**Task description:** Lay out the material as a Markdown table with the columns Row and Line, starting at the line that contains "of the sidewalk" and ending at the line that contains "pixel 92 198". Number each row and leave out blank lines.

(Dataset excerpt)

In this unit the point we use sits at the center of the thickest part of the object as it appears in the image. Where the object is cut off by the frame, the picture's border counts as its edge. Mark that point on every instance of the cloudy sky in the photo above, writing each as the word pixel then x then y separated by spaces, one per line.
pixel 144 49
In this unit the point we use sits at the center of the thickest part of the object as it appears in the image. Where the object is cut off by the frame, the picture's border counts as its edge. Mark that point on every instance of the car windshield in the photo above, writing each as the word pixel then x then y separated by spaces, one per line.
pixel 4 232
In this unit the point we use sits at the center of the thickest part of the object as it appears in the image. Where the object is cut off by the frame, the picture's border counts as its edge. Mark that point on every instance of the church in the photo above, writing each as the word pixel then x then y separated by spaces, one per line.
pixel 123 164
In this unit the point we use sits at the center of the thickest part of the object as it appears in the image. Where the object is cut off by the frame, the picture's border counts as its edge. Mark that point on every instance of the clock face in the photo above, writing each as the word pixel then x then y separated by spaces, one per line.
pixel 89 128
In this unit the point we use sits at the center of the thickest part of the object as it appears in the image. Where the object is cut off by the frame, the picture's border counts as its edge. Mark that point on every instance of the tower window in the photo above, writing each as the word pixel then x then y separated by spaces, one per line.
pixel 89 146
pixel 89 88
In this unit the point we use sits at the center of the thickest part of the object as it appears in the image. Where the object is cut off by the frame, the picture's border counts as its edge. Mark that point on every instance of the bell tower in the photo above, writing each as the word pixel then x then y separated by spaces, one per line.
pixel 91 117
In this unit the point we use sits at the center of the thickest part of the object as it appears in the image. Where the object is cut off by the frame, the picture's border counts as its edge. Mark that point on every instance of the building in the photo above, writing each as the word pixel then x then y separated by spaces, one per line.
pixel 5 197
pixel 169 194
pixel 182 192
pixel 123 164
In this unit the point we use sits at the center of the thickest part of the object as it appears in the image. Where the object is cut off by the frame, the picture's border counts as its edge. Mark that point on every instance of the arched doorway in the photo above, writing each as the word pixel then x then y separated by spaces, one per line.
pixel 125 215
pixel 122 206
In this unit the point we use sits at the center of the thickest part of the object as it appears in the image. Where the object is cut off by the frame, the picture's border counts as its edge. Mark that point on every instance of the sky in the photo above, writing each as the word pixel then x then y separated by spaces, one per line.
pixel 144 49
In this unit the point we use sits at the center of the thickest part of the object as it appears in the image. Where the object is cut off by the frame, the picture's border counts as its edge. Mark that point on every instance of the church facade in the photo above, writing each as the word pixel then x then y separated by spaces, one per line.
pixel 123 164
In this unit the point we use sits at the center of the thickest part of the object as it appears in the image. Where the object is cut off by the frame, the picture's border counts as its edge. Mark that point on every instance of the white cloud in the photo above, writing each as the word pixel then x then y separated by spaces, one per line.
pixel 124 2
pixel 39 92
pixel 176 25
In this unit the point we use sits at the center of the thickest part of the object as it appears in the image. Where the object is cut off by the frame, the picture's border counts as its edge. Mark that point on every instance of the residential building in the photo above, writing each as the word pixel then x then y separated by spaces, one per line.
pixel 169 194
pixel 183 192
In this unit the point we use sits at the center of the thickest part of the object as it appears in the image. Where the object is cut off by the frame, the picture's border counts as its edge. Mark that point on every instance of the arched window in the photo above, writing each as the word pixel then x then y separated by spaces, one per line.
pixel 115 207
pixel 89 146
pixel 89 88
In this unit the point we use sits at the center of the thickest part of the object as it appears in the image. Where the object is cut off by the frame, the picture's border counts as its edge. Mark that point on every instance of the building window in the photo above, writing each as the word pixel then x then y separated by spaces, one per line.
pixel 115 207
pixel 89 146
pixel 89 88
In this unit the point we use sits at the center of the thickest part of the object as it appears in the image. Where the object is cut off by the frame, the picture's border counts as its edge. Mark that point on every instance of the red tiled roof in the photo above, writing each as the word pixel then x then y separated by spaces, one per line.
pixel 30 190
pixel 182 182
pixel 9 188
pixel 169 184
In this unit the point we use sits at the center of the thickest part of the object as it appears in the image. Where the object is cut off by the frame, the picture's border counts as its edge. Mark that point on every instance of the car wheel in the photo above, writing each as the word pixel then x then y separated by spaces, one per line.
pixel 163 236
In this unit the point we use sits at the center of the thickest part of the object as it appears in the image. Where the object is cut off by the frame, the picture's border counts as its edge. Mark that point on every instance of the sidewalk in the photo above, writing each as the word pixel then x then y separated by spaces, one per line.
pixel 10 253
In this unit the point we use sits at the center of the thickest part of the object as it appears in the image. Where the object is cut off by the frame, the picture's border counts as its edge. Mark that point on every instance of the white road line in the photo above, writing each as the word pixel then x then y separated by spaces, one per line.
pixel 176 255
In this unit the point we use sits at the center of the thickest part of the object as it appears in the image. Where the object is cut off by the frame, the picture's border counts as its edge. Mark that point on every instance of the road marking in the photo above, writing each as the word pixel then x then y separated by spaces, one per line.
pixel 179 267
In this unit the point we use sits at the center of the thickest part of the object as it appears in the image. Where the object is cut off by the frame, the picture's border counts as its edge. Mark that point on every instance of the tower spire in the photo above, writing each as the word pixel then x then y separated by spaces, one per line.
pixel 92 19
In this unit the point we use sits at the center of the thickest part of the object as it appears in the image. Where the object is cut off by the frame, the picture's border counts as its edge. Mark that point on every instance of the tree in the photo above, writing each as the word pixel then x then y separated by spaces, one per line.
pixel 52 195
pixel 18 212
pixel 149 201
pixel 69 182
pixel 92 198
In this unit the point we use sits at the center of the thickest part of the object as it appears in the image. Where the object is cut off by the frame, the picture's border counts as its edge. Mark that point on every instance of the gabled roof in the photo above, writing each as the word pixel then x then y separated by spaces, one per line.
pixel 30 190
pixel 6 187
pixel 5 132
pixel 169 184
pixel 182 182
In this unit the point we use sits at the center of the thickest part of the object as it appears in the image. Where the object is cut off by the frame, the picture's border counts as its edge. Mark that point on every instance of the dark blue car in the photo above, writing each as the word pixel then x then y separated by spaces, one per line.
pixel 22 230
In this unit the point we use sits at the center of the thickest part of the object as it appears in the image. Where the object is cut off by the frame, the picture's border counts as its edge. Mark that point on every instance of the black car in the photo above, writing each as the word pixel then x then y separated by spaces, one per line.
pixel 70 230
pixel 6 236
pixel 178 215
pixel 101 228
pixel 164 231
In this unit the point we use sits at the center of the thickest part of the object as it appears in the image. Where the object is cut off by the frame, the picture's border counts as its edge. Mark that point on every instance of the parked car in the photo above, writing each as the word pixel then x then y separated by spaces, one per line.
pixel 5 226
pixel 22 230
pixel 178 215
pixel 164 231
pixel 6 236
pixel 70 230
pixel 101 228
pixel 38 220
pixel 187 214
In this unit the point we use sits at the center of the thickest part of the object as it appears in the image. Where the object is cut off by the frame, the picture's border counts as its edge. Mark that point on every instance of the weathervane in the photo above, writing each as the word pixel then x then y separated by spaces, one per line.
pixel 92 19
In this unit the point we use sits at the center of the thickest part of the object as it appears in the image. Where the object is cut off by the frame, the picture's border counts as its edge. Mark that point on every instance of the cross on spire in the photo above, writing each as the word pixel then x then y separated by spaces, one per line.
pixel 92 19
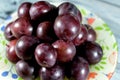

**Solution:**
| Row | Line |
|---|---|
| 1 | In this unit the point we use sits at the center of the thickest part of the object as it appears in the image. Where the object is cut off by the frame, the picture's border counts as its edge. Mark that point on every instance of the sidewalk in the photo above, writing each as the word pixel then x then y separated by spaces, one per line. |
| 2 | pixel 10 253 |
| 3 | In this unit the point we use sits at the center of the thickest part of the object as it appears in the image. Where the object is cut off by the frame, the picture's border counts as its edge. Mark that point on every instance of the white road line in the photo above, writing each as the word pixel then x then y separated by spaces, one per line. |
| 4 | pixel 176 255 |
| 5 | In this unit the point we use sits at the center of the thickest part of the object as it appears in the image. Where the object is cut off by the frame, the picture's border counts as its edge. Mark that point on every instance of the road marking in the photo above, writing each as the word pixel then x then y separated by spaces, one per line. |
| 6 | pixel 179 267 |
| 7 | In this unit the point we use sits at the center of the thickest part of the object as it appears in the image. Where the object is cut off by the frame, the picture's border counts as its edge. Mark that point on every instance of the tower spire in the photo above, writing each as the word pixel then x then y separated by spaces, one per line. |
| 8 | pixel 92 19 |
| 9 | In this unit the point we use sits at the center of the thickest part of the object as it appears in the image. Where the object is cut off by the frame, the picture's border counts as its edge. Mark that point on every instance of the tree in the photo above, writing each as the word pixel then x then y separated by spaces, one per line. |
| 10 | pixel 52 195 |
| 11 | pixel 18 212 |
| 12 | pixel 149 201 |
| 13 | pixel 69 182 |
| 14 | pixel 92 198 |